:: Source extract ::
===
Kremlin Spokesperson Speaks Out After Notorious General Killed In Moscow Bomb Attack

Igor Kirillov is the highest-ranking Russian officer to be killed in the Ukraine war so far.
Major General Igor Kirillov, the chief of the Russian military's radiation, chemical and biological protection unit, was killed overnight.
Major General Igor Kirillov, the chief of the Russian military's radiation, chemical and biological protection unit, was killed overnight.
via Associated Press

A Kremlin spokesperson piled praise on the senior Russian general Igor Kirillov after he was killed on Tuesday morning.

He – and his aide – died after a device with the equivalent explosive force of 300g of TNT hidden in a scooter exploded in a south-east Moscow residential block.

It was activated remotely, according to Russian reports, and had not been detected in a sweep from bomb experts and specialist dogs beforehand.

As the head of Nuclear, Biological and Chemical Defence Forces, Kirillov was a notorious figure, sanctioned by the UK government and known as a war criminal in Ukraine.

But, in a statement on Telegram, the representative for the Russian foreign ministry, Maria Zakharova, unsurprisingly put a positive spin on his past.

She said he had worked “systematically exposing the crimes of Anglo-Saxons for many years”.
===
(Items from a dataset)

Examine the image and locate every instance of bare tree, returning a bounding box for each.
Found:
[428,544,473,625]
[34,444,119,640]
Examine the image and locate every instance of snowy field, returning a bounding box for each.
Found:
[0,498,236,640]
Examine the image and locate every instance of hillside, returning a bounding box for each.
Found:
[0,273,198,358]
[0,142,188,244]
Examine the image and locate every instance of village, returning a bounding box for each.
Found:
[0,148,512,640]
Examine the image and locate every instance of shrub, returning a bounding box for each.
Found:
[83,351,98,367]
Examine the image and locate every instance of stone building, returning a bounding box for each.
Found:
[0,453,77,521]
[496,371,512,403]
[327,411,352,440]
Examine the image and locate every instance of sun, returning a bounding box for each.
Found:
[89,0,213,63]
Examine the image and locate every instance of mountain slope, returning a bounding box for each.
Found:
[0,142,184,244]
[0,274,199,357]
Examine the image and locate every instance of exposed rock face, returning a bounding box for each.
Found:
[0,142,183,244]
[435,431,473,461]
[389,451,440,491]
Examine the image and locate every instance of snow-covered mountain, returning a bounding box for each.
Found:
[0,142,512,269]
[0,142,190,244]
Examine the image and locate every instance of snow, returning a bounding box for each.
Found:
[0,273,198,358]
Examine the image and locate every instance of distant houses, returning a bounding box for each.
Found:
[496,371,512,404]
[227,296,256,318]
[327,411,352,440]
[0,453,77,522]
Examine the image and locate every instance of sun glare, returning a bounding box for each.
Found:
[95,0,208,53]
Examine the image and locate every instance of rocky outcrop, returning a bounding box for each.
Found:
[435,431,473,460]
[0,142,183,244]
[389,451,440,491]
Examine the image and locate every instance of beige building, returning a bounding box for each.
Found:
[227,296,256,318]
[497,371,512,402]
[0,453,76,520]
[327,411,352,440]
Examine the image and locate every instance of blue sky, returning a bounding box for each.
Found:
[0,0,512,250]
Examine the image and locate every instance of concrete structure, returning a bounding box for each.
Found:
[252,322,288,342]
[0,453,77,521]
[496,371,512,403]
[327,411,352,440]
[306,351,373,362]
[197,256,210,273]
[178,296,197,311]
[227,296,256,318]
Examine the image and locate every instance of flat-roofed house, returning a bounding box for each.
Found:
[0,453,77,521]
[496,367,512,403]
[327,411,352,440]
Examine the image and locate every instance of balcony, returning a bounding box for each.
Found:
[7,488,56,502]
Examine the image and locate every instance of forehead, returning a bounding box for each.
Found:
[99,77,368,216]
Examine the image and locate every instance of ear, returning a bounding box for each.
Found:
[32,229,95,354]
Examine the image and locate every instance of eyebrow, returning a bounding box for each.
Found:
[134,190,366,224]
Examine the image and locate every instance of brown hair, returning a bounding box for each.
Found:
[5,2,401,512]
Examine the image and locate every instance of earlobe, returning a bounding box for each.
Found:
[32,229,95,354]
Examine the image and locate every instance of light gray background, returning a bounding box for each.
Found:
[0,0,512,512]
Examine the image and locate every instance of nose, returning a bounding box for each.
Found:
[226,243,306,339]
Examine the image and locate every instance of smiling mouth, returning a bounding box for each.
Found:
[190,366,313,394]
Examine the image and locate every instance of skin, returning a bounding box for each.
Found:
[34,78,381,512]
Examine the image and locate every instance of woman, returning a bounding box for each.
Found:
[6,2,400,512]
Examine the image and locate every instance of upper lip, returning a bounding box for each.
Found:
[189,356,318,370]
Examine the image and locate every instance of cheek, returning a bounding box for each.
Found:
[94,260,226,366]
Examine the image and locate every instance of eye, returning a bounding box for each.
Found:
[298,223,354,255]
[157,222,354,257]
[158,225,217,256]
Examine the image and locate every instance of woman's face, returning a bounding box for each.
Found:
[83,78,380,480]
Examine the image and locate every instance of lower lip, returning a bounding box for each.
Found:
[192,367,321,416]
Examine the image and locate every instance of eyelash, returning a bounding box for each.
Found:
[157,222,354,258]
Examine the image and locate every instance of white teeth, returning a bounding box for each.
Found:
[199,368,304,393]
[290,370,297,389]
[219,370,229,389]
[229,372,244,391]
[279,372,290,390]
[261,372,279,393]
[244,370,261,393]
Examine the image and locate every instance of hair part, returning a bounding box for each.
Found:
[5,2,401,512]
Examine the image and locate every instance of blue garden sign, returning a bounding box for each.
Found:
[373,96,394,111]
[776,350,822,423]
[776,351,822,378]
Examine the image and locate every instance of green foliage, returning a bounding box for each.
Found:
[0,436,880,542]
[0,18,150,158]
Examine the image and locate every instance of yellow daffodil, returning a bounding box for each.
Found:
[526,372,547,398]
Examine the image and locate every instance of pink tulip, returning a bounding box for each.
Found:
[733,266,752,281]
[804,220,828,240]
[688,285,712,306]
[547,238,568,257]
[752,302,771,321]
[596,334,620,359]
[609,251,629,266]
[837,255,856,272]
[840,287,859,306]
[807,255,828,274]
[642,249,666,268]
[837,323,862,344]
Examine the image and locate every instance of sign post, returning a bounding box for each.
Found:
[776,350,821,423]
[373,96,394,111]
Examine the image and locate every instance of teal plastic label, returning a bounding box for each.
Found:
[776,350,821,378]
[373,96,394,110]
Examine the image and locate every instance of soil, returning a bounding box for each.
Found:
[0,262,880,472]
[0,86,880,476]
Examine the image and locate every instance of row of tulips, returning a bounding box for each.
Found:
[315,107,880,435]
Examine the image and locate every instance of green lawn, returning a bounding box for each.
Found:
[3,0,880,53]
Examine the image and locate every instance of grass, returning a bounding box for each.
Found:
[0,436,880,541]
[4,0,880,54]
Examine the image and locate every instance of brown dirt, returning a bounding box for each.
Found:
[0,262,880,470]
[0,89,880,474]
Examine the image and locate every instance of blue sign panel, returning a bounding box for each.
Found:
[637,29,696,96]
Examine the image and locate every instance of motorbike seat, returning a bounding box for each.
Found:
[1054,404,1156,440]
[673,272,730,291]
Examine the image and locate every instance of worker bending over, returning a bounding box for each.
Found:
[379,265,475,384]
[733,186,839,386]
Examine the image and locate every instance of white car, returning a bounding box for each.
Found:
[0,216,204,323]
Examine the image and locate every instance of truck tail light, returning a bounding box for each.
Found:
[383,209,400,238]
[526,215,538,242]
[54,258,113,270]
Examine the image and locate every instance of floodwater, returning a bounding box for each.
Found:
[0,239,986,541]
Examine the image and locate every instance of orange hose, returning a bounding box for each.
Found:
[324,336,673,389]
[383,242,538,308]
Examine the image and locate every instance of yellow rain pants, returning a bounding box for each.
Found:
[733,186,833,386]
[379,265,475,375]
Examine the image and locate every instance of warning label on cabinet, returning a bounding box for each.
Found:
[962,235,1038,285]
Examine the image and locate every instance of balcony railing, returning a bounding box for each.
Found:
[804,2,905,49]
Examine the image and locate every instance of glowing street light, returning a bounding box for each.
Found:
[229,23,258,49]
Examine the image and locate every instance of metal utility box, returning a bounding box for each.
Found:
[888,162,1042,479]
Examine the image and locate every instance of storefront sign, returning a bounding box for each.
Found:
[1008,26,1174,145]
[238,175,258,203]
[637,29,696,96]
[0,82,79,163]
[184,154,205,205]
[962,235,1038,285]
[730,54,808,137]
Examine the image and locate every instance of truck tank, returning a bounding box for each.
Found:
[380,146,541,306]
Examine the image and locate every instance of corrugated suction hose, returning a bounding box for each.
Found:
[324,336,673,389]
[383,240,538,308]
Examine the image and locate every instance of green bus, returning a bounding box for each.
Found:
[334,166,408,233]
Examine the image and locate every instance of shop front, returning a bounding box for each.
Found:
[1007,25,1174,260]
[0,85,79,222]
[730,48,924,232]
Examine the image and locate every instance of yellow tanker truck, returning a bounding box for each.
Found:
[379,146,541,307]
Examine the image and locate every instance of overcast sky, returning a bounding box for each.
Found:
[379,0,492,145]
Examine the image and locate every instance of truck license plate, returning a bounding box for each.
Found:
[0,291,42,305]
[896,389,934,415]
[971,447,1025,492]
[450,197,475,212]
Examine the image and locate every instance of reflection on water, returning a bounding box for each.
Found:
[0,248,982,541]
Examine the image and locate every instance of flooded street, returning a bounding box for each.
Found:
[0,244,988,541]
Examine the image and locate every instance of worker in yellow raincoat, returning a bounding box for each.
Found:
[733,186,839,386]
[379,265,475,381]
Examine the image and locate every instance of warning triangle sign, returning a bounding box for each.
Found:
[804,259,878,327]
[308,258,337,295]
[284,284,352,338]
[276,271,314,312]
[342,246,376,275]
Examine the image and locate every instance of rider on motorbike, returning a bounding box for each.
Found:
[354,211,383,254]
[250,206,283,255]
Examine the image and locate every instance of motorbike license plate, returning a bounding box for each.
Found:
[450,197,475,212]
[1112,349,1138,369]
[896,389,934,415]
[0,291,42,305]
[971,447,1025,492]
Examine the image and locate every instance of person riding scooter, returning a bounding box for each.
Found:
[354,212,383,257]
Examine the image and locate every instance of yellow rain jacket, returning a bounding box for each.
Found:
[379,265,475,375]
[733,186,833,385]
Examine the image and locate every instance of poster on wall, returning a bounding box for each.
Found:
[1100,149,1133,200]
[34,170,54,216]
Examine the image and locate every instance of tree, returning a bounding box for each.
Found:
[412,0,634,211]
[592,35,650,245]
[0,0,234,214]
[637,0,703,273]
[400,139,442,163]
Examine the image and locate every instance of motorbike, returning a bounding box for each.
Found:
===
:: Task list ::
1. List every detail that the article on the Moscow bomb attack gives about the explosive device.
2. According to the article on the Moscow bomb attack, where did Maria Zakharova post her statement?

:: Task-by-task solutions ::
1.
- It had the equivalent explosive force of 300g of TNT.
- It was hidden in a scooter.
- It exploded in a south-east Moscow residential block.
- It was activated remotely, according to Russian reports.
- It had not been detected in a sweep by bomb experts and specialist dogs beforehand.

2. On Telegram.